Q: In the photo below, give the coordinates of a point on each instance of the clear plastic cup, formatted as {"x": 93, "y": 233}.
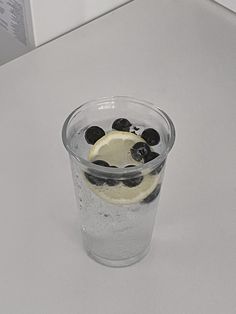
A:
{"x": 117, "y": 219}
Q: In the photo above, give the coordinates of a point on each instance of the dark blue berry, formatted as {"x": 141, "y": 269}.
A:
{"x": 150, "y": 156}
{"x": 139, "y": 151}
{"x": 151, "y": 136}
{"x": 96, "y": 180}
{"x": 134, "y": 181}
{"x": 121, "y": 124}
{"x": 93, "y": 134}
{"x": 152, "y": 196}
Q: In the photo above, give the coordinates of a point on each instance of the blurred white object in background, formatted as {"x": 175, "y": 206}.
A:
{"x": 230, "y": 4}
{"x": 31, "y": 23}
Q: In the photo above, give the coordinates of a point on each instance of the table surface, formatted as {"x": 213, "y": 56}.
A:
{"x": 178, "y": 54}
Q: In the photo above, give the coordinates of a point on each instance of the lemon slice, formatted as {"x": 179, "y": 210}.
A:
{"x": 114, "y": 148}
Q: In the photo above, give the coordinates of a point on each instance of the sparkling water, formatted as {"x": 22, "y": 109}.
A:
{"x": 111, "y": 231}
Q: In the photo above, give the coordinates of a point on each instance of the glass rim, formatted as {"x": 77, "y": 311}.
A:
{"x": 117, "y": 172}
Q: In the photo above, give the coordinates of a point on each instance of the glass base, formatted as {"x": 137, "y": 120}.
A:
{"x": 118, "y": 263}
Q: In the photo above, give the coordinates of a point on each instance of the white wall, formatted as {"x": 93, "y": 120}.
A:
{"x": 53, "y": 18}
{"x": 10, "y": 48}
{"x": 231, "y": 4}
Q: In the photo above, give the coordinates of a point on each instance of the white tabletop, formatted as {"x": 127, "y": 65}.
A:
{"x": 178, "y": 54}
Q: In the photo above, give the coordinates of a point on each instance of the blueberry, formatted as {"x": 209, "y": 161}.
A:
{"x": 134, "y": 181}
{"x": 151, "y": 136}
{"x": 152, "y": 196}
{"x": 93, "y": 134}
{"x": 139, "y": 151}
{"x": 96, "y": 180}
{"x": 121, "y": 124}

■ ■ ■ ■ ■ ■ ■

• _SHORT PROBLEM_:
Reproduce all of the data above word for word, but leave out the picture.

• _RESPONSE TO THIS EXERCISE_:
Q: In the photo below, give the coordinates of a point on each instance of the clear plastic cup, formatted as {"x": 93, "y": 233}.
A:
{"x": 117, "y": 219}
Q: In the photo above, give the coordinates of a point on each instance of the dark blue berry, formatted as {"x": 141, "y": 269}.
A:
{"x": 150, "y": 156}
{"x": 139, "y": 151}
{"x": 151, "y": 136}
{"x": 96, "y": 180}
{"x": 134, "y": 181}
{"x": 121, "y": 124}
{"x": 93, "y": 134}
{"x": 152, "y": 196}
Q: In the photo above, give the coordinates of a point on each instance of the blurred white object in background, formatted as {"x": 175, "y": 206}.
A:
{"x": 230, "y": 4}
{"x": 31, "y": 23}
Q: In the photo above, give the coordinates of a point on each instance of the table surface, formatted as {"x": 213, "y": 56}.
A:
{"x": 178, "y": 54}
Q: In the photo above, give the coordinates of a point on each instance of the lemon slice, formatted as {"x": 179, "y": 210}.
A:
{"x": 114, "y": 148}
Q: In the photo above, give the coordinates of a point on each instance of the sparkling water, formatted as {"x": 22, "y": 109}.
A:
{"x": 111, "y": 231}
Q: In the photo above, give the coordinates of a point on each instance of the glass rim, formatted as {"x": 77, "y": 311}.
A:
{"x": 117, "y": 172}
Q: In the photo above, give the coordinates of a point on each instance of the glass base, formatted as {"x": 137, "y": 120}.
A:
{"x": 118, "y": 263}
Q: In the photo above, give the coordinates of a point on each instance of the white wall, formatted as {"x": 93, "y": 120}.
A:
{"x": 53, "y": 18}
{"x": 10, "y": 48}
{"x": 231, "y": 4}
Q: In the photo above, give the coordinates of a point on each instance of the white tabletop, formatted as {"x": 127, "y": 65}.
A:
{"x": 178, "y": 54}
Q: In the photo above, give the coordinates of a point on each instance of the blueberry, formatted as {"x": 209, "y": 161}.
A:
{"x": 134, "y": 181}
{"x": 151, "y": 136}
{"x": 152, "y": 196}
{"x": 93, "y": 134}
{"x": 139, "y": 151}
{"x": 96, "y": 180}
{"x": 121, "y": 124}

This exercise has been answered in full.